= Exercise aim =
Your reply should hold only the lines from the records below where "BATCH" occurs.
====== Extracted information ======
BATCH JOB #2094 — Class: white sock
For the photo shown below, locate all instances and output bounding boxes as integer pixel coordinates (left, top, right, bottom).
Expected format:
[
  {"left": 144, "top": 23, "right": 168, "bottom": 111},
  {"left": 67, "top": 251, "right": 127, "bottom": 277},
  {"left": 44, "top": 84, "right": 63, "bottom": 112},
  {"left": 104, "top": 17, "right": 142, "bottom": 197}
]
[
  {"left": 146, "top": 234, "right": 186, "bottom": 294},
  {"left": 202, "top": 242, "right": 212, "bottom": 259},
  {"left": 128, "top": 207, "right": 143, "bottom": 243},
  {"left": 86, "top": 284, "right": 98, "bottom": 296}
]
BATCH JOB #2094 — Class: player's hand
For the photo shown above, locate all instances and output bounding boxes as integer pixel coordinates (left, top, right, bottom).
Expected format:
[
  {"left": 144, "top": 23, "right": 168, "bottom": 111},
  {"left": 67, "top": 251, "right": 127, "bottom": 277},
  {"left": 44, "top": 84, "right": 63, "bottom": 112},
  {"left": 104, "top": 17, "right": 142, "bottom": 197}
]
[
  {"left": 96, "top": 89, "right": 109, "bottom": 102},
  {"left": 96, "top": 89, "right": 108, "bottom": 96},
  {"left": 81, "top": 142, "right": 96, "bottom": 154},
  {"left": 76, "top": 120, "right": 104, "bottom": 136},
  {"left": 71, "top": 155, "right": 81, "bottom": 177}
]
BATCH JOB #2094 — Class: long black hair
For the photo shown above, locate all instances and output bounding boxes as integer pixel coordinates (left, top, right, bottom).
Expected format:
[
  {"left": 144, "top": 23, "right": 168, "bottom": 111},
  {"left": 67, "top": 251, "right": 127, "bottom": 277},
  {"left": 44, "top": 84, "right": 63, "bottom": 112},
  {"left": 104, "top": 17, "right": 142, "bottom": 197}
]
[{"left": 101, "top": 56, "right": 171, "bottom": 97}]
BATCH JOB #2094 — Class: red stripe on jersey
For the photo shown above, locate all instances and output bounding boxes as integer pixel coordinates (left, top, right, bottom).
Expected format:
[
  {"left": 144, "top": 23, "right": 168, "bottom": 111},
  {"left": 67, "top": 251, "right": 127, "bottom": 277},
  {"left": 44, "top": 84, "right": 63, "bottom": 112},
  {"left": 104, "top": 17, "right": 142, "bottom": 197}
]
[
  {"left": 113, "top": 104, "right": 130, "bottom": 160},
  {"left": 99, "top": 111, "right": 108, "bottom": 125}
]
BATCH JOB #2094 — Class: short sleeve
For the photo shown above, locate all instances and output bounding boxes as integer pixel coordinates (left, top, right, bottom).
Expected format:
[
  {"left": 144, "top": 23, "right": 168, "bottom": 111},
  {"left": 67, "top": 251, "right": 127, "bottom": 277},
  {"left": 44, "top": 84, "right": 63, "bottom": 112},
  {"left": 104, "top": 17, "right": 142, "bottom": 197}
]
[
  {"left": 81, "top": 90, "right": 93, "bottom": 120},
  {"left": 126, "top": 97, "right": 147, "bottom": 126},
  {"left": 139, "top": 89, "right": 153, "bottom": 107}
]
======
====== Extracted information ======
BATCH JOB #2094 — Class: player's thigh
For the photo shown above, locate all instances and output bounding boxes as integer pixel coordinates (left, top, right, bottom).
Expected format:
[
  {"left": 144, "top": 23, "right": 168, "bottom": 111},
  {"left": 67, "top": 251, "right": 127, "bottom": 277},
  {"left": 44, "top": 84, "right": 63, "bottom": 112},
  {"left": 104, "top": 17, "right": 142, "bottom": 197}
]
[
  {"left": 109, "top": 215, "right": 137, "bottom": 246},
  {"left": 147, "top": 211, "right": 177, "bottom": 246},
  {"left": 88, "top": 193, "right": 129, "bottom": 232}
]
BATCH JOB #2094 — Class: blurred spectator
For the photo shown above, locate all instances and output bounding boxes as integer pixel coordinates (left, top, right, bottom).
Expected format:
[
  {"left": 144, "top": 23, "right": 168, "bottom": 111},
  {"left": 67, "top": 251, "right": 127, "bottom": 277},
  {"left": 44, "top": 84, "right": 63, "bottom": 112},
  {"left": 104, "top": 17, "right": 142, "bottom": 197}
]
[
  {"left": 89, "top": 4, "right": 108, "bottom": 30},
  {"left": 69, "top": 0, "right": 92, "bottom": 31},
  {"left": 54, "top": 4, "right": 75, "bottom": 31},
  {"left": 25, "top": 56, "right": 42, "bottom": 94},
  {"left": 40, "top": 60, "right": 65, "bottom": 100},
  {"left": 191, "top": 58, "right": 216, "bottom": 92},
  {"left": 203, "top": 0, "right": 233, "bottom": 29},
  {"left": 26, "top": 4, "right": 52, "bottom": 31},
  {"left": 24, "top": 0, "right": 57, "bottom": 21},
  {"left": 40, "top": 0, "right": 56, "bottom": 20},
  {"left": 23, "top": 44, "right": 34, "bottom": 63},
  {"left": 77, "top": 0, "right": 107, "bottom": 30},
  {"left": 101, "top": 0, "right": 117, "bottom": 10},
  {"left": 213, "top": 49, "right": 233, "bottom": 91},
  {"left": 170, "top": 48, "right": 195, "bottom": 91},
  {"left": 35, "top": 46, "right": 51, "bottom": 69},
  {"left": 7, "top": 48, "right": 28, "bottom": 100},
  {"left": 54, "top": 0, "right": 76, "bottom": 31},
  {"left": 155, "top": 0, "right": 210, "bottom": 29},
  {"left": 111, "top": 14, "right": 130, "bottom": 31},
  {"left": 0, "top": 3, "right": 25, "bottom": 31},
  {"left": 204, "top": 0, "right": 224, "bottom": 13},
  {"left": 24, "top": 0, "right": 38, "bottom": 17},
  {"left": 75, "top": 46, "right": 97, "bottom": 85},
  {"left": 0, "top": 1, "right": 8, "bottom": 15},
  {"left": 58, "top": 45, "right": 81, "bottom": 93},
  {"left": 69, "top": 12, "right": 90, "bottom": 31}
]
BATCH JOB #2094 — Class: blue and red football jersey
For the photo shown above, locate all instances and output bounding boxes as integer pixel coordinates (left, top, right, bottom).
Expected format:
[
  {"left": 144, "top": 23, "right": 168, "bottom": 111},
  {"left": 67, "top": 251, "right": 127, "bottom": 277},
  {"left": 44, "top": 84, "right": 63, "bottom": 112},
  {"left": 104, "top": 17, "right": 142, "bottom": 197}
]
======
= Output below =
BATCH JOB #2094 — Class: white sock
BATCH JOB #2094 — Class: player's hand
BATCH JOB #2094 — Class: long black hair
BATCH JOB #2094 — Class: red stripe on jersey
BATCH JOB #2094 — Class: short sleeve
BATCH JOB #2094 — Class: player's thigh
BATCH JOB #2094 — Class: blurred spectator
BATCH JOB #2094 — Class: blue and red football jersey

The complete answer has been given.